Position identification records:
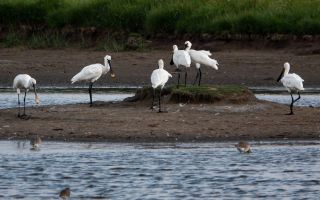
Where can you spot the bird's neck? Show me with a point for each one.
(105, 67)
(286, 71)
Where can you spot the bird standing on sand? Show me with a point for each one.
(159, 78)
(243, 147)
(200, 57)
(91, 73)
(65, 193)
(180, 57)
(24, 81)
(292, 82)
(35, 143)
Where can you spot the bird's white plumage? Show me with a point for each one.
(89, 73)
(180, 57)
(201, 57)
(159, 77)
(292, 82)
(23, 81)
(93, 72)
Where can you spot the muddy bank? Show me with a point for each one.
(128, 122)
(250, 63)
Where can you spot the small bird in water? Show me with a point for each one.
(35, 142)
(243, 147)
(65, 193)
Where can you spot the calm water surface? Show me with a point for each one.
(275, 170)
(9, 99)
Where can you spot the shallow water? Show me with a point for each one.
(312, 100)
(274, 170)
(9, 99)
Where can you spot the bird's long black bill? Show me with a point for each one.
(280, 76)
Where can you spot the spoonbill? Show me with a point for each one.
(200, 57)
(91, 73)
(159, 78)
(180, 57)
(292, 82)
(65, 193)
(243, 147)
(24, 81)
(35, 142)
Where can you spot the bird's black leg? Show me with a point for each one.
(185, 78)
(160, 100)
(195, 80)
(200, 73)
(90, 93)
(19, 105)
(153, 95)
(291, 105)
(298, 97)
(24, 103)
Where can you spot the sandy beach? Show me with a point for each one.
(239, 64)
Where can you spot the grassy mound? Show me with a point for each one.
(196, 94)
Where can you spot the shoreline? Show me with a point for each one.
(135, 122)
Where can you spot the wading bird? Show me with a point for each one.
(25, 82)
(65, 193)
(292, 82)
(159, 78)
(243, 147)
(91, 73)
(200, 57)
(35, 143)
(180, 57)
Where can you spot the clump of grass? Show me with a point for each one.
(202, 94)
(210, 94)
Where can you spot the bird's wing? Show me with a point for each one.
(292, 81)
(182, 57)
(206, 52)
(88, 73)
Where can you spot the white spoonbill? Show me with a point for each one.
(159, 78)
(180, 57)
(35, 143)
(91, 73)
(200, 57)
(24, 81)
(292, 82)
(243, 147)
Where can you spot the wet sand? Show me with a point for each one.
(248, 65)
(135, 122)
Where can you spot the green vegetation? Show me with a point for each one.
(152, 17)
(199, 94)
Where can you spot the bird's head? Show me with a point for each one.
(160, 64)
(187, 44)
(175, 48)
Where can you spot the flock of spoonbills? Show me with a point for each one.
(159, 77)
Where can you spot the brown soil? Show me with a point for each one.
(251, 63)
(183, 122)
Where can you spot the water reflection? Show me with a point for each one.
(9, 99)
(160, 171)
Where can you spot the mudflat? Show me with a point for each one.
(245, 63)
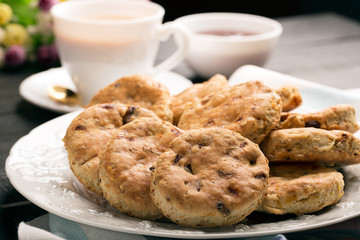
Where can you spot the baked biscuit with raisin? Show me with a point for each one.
(312, 145)
(88, 133)
(290, 97)
(197, 91)
(301, 188)
(209, 177)
(251, 109)
(338, 117)
(126, 164)
(140, 90)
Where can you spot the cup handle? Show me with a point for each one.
(182, 42)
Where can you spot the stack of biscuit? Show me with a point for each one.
(212, 154)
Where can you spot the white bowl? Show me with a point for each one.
(210, 53)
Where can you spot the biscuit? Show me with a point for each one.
(88, 133)
(338, 117)
(301, 188)
(140, 90)
(251, 109)
(312, 145)
(290, 97)
(197, 91)
(209, 177)
(126, 164)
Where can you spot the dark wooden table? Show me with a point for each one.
(323, 48)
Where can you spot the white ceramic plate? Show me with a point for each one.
(34, 88)
(38, 168)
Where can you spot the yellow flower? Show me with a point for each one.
(5, 13)
(15, 34)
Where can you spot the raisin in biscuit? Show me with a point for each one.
(197, 91)
(209, 177)
(251, 109)
(338, 117)
(88, 133)
(140, 90)
(126, 164)
(312, 145)
(290, 97)
(301, 188)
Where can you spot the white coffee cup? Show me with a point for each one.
(221, 42)
(100, 41)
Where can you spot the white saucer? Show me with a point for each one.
(34, 88)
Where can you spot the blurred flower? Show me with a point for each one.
(46, 5)
(2, 57)
(26, 33)
(5, 13)
(15, 34)
(15, 55)
(2, 35)
(47, 55)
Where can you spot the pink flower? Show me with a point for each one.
(15, 55)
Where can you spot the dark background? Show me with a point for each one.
(268, 8)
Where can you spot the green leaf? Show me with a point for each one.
(24, 12)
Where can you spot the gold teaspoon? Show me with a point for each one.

Stated problem: Revise every row above by replacing "Where can you spot" with "Where do you see" and leaving everything else unchanged. Leave the pictures out of your answer.

The completed task:
Where do you see the bird's neck? Show me with a point for each one.
(105, 67)
(286, 71)
Where do you see the bird standing on sand? Show me with a point for each one.
(159, 78)
(243, 147)
(200, 57)
(91, 73)
(65, 193)
(180, 57)
(24, 81)
(292, 82)
(35, 143)
Where do you see the bird's white plumage? Show me with a point for each one.
(89, 73)
(180, 57)
(201, 57)
(159, 77)
(292, 82)
(23, 81)
(93, 72)
Where do you see the muddy bank? Show me with a point for each one.
(128, 122)
(250, 63)
Where do you see the small bird in water? Show me with a point for each one.
(35, 142)
(243, 147)
(65, 193)
Where do you see the calm water surface? Show me with a point for each one.
(275, 170)
(9, 99)
Where do you see the shallow water? Show me with a point for each one.
(312, 100)
(274, 170)
(9, 99)
Where do you see the bird's long black bill? Show me with a point for each one.
(280, 76)
Where do you see the spoonbill? Show me with a point for each one.
(200, 57)
(91, 73)
(159, 78)
(180, 57)
(292, 82)
(65, 193)
(243, 147)
(24, 81)
(35, 142)
Where do you see the bird's black leg? Show me with a point for each one.
(185, 78)
(160, 100)
(195, 80)
(200, 73)
(90, 93)
(19, 105)
(153, 95)
(291, 105)
(298, 97)
(24, 103)
Where do you see the sandy beach? Show me with a point for each one.
(239, 64)
Where do you see the grassy mound? Show me with a point for each one.
(196, 94)
Where do you see the shoreline? Show me with a point for each one.
(135, 122)
Where do you see the wading bird? Show me with a point for each one.
(25, 82)
(65, 193)
(292, 82)
(159, 78)
(243, 147)
(91, 73)
(200, 57)
(35, 143)
(180, 57)
Where do you see the clump of grass? Show me with a point for each one.
(202, 94)
(210, 94)
Where do you see the bird's wing? Show me with a point for each one.
(292, 81)
(182, 57)
(206, 52)
(88, 73)
Where do you see the white spoonbill? Show me with a point for each one.
(159, 78)
(180, 57)
(35, 143)
(91, 73)
(200, 57)
(24, 81)
(292, 82)
(243, 147)
Where do you see the wet sand? Show me with a point for each one.
(248, 65)
(135, 122)
Where do you see the green vegetation? Show me with a point for each one.
(152, 17)
(199, 94)
Where do you see the bird's head? Show me with a point for each one.
(160, 64)
(187, 44)
(175, 48)
Where do you see the flock of spoonbills? Show me with a point for each one.
(159, 77)
Where do you see the brown soil? Show me with a point for each one.
(251, 63)
(183, 122)
Where do you see the water reflection? Show me with a point for each one.
(9, 99)
(160, 171)
Where do you see the mudflat? Show me with a point for each one.
(245, 63)
Where do you see the baked biscuit with raisin? Show me with a point for each one.
(312, 145)
(88, 133)
(290, 97)
(197, 91)
(301, 188)
(209, 177)
(251, 109)
(338, 117)
(126, 164)
(140, 90)
Where do you see the cup handle? Show me with a point for each one.
(182, 42)
Where do you see the stack of biscuit? Show me with a point for each one.
(212, 154)
Where do you see the white bowl? Show me with a point for each one.
(210, 53)
Where do you see the biscuit? Show me with a point for each one.
(88, 133)
(338, 117)
(301, 188)
(140, 90)
(251, 109)
(312, 145)
(290, 97)
(197, 91)
(209, 177)
(126, 164)
Where do you see the dark wooden table? Show me with a point for each one.
(323, 48)
Where do you see the white ceramic plate? Show me with a point for each one.
(34, 88)
(38, 168)
Where do you see the yellow flower? Show me with a point for each one.
(5, 13)
(15, 34)
Where do you see the raisin in biscuit? Show me with a point for each one.
(197, 91)
(209, 177)
(251, 109)
(338, 117)
(88, 133)
(140, 90)
(126, 164)
(312, 145)
(290, 97)
(301, 188)
Where do you see the white coffee cup? Show me with a point for each one.
(221, 42)
(100, 41)
Where do you see the white saucer? Show me with a point for each one.
(34, 88)
Where do you see the blurred flower? Show me with a point for each one.
(46, 5)
(2, 57)
(26, 33)
(5, 13)
(15, 34)
(15, 55)
(2, 35)
(47, 55)
Where do you see the pink flower? Show me with a point for each one.
(15, 55)
Where do you see the dark background? Show me with a point for each one.
(268, 8)
Where do you see the green leaf? Show me with a point for each one.
(24, 12)
Where do you see the gold teaspoon? Show me with a point for each one.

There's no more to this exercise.